• [Stated exercise] Pick out every line in the rows below that contains the word "turtle", and copy each one in full.

• [Input data]
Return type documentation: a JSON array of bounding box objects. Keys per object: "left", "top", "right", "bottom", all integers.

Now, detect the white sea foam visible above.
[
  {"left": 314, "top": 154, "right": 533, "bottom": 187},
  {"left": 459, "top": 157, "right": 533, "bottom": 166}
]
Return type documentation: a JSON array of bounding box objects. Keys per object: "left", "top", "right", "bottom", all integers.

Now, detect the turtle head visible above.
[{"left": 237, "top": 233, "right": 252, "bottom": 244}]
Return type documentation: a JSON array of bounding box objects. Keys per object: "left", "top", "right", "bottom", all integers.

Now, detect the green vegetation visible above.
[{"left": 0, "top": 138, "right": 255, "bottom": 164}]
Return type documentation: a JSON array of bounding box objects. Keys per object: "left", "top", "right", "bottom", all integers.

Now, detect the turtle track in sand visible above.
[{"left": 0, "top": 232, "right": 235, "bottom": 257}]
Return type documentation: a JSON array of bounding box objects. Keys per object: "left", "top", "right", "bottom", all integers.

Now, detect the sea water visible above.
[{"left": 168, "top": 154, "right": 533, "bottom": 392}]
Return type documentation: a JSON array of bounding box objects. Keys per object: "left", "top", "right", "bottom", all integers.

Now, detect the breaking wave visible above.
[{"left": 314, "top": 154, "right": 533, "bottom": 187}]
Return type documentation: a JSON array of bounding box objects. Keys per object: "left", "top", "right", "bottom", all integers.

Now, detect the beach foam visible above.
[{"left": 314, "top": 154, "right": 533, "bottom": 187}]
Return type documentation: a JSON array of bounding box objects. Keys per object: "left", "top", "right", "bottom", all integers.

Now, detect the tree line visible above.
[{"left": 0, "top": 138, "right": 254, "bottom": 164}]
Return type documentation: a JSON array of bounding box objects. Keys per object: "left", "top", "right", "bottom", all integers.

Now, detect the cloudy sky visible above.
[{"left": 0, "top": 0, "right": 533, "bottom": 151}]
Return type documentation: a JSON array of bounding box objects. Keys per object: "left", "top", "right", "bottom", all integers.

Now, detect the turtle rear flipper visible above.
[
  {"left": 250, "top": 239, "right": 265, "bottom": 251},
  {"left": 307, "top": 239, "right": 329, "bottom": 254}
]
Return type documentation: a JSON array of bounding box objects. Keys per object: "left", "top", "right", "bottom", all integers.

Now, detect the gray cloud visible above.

• [Solution to this problem]
Now, detect the turtle head visible above.
Now, detect the turtle track in sand visible above.
Now, detect the turtle rear flipper visible above.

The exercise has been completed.